--- Data excerpts Enclosed Below ---
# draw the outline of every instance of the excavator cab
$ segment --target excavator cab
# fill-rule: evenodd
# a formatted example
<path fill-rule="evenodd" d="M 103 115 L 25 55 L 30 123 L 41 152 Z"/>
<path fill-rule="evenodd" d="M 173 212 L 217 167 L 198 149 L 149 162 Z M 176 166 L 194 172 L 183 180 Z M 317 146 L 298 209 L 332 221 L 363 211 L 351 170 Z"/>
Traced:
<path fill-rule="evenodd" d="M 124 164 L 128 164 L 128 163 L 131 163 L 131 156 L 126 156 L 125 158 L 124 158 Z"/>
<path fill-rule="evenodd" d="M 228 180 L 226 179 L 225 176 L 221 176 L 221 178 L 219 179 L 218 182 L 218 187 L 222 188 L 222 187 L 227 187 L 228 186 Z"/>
--- End of Enclosed Data excerpts ---
### What you have to do
Wherever the word "excavator" occurs in a line of the listing, copy that line.

### Solution for this exercise
# draw the outline of every instance of the excavator cab
$ segment --target excavator cab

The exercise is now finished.